BEGIN Task material

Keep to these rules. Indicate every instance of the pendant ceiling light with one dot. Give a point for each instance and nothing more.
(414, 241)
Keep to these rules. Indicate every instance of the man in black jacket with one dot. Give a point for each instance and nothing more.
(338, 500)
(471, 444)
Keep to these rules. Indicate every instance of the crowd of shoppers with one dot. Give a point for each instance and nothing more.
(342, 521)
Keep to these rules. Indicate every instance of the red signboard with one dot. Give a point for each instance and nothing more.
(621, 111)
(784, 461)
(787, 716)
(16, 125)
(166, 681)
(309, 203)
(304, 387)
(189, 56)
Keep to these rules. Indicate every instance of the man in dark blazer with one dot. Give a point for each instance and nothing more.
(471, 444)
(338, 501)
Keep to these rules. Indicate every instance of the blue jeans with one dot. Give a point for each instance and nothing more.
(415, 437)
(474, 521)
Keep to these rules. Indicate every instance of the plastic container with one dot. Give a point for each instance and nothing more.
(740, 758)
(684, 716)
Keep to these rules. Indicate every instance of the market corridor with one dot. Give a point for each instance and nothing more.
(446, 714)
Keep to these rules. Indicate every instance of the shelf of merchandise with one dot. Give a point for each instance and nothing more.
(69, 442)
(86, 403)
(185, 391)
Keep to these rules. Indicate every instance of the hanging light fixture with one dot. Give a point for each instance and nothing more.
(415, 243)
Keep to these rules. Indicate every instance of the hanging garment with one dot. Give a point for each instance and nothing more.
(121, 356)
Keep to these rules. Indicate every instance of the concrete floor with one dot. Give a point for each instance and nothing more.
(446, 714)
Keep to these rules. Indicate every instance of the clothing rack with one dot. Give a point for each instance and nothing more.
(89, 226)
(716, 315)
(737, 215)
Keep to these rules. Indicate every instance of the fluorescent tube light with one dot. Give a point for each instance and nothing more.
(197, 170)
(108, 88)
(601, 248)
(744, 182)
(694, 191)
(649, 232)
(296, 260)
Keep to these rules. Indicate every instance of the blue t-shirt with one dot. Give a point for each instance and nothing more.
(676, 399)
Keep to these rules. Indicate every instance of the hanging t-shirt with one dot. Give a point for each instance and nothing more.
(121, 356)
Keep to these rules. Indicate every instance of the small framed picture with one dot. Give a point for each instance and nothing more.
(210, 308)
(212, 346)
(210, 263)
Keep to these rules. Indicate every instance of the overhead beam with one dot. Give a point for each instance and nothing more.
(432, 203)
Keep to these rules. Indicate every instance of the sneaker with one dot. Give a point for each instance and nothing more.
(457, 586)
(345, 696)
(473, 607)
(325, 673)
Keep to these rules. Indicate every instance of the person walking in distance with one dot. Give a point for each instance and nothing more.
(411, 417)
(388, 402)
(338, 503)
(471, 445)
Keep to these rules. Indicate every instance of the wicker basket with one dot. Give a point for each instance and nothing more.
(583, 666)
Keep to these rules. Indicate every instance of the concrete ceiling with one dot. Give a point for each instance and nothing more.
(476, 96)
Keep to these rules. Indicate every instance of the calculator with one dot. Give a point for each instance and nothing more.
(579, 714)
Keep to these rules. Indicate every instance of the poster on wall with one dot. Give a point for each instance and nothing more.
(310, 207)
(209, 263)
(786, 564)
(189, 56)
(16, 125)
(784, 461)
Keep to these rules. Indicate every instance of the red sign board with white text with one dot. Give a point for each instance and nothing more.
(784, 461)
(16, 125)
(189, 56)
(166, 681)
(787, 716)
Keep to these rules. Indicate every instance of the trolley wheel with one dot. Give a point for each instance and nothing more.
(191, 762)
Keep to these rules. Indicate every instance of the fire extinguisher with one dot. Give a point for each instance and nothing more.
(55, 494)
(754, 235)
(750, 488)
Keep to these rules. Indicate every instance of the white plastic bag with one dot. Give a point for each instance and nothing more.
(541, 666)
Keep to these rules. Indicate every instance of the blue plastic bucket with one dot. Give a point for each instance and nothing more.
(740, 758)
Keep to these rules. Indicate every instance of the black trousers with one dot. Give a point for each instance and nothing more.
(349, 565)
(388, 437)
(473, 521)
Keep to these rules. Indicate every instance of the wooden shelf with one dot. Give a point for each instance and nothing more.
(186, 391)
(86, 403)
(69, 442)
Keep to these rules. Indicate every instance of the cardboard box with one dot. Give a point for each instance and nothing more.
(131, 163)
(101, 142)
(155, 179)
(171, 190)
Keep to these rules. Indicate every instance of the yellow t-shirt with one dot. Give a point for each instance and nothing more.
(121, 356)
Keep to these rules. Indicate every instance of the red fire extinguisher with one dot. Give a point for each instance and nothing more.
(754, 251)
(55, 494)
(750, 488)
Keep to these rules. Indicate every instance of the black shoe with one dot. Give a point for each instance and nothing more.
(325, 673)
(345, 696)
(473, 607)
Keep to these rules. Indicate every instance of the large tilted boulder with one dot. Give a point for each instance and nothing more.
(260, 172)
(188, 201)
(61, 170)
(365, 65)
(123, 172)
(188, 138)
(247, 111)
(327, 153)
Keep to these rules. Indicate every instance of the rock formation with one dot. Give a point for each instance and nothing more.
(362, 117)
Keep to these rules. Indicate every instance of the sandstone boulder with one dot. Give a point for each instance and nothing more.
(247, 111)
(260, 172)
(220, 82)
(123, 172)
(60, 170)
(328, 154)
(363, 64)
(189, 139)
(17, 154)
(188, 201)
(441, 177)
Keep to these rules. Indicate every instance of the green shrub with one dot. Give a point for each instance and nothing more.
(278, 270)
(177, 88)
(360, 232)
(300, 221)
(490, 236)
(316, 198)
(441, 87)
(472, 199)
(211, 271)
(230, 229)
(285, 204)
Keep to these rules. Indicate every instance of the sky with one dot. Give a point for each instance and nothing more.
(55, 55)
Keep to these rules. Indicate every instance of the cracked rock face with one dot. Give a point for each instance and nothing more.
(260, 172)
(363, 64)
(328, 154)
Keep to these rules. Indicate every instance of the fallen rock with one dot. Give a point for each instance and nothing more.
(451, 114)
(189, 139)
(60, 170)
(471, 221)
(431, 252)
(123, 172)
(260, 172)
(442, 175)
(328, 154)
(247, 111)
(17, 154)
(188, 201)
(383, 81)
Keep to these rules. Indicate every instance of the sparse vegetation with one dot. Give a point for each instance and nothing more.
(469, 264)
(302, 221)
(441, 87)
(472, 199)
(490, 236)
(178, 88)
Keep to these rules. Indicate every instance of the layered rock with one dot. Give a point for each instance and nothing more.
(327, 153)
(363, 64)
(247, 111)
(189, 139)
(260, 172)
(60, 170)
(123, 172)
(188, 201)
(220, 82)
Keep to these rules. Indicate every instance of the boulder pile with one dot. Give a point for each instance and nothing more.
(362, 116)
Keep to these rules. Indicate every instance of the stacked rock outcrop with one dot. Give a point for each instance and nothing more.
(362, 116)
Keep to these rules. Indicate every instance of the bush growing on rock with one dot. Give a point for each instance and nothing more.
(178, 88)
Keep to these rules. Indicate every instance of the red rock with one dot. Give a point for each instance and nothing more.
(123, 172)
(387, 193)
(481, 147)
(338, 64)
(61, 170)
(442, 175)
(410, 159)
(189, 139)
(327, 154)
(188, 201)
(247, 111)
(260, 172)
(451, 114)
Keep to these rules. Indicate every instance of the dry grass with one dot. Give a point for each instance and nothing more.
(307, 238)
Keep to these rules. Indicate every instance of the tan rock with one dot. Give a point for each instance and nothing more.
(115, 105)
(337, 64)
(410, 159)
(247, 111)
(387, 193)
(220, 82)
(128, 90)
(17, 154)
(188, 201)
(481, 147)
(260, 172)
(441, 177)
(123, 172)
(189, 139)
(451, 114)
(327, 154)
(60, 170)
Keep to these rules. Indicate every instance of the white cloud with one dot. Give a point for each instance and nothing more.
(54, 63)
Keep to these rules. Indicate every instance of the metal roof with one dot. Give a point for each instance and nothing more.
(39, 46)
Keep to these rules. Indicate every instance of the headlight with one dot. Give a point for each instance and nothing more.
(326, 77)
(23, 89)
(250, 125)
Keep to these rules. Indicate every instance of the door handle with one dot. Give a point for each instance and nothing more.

END Task material

What you need to do: Only the lines from the one that contains "Keep to these rules. Indicate every instance of the red rock" through the last line should be repeated, each exactly as it stands, with both ends included.

Task solution:
Keep to these rules. Indicate every instance of the red rock with one dot. Give a point for each instance and nothing more.
(123, 172)
(387, 193)
(481, 147)
(338, 64)
(61, 170)
(442, 175)
(410, 159)
(189, 139)
(327, 154)
(188, 201)
(247, 111)
(260, 172)
(451, 114)
Keep to these rules. Indicate every instance of the dry grass with one dot. Give a point for each instance and nothing more.
(307, 238)
Keep to these rules. Indicate every instance of the tan rock with one dot. Give a point for each instance and nothing more.
(115, 105)
(337, 64)
(410, 159)
(247, 111)
(387, 193)
(220, 82)
(128, 90)
(17, 154)
(188, 201)
(481, 147)
(260, 172)
(441, 177)
(123, 172)
(189, 139)
(451, 114)
(327, 154)
(60, 170)
Keep to these rules. Indicate every instance of the white cloud with one dot. Give a point for each instance and nothing more.
(54, 63)
Keep to these rules. Indicate every instance of the metal roof with one dot. Give a point for each instance and nothing more.
(39, 46)
Keep to these rules. Indicate every instance of the headlight with one dot. Give a point for each instance and nothing more.
(326, 77)
(23, 89)
(250, 125)
Keep to these rules. Indicate every instance of the door handle with one dot. Give a point for each instance and nothing more.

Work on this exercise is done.